[Input data Boundary: Start]

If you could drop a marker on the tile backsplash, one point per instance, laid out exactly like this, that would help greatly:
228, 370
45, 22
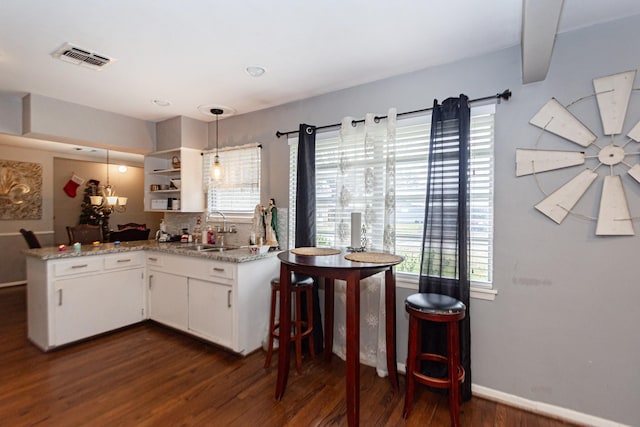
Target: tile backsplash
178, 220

[Input data Boundary: End]
[Input data Boundary: Start]

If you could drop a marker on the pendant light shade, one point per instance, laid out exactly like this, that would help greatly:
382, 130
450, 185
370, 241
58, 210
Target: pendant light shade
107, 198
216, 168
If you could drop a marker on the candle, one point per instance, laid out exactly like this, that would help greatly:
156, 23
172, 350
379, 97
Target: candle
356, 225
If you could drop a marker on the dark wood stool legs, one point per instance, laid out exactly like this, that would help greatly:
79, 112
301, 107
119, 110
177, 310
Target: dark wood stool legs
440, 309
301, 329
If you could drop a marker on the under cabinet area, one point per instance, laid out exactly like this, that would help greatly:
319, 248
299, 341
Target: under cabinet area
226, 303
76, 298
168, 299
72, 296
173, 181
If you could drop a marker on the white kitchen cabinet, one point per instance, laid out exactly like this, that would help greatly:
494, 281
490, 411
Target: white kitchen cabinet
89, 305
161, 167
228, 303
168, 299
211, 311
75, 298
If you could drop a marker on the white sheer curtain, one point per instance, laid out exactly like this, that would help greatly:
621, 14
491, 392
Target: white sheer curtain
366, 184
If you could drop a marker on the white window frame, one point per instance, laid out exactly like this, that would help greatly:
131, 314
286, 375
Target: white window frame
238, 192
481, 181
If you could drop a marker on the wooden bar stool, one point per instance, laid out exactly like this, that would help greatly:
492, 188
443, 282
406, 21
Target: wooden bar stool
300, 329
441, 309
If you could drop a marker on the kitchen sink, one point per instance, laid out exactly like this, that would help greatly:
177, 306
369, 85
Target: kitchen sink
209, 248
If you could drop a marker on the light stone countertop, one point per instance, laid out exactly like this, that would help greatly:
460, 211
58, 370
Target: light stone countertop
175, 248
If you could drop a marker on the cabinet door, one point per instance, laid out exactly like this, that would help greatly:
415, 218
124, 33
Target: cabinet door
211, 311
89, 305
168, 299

[Input data Boundary: End]

▶ Task brief:
Filter the records for the word "point" and show every line that has it.

▶ Response area:
If you could drop a marker on the tile backsplash, one point per instance, laid out exactly like this, that would help greatly:
If you could drop a marker on the pendant light shade, one point per instance, laid out exactly like this, that would help greatly:
If you could drop a marker on the candle, one point per instance, laid out exactly like this, that would help greatly:
If you could drop a marker on the dark wood stool legs, one point per instance, laid out exactly like this, that would help greatly:
If you could drop a marker on the under cabinet area, one point per instance, laid out exactly like this, that would help greatly:
If you could drop a marker on the white kitchen cabinet, one point per instance, laid out exactly like this, that would help greatly:
If you could drop a marker on the white sheer curtain, one point per instance, laid out exactly like this, that would help greatly:
If you could drop a marker on the white window frame, one point per instance, laid out exactly like this, that would help greatly:
If you could drop a marker on the wooden bar stool, one point per instance, laid out exactly like this, that would help greatly:
If you could drop a marker on the kitchen sink, one point per instance, laid out exactly like this, that would help greatly:
If you could drop a marker on the light stone countertop, one point per instance, laid out exactly like this, that would help greatly:
If you could drop a marker on the cabinet door, one point per instance, laid out exactly like this, that would help greatly:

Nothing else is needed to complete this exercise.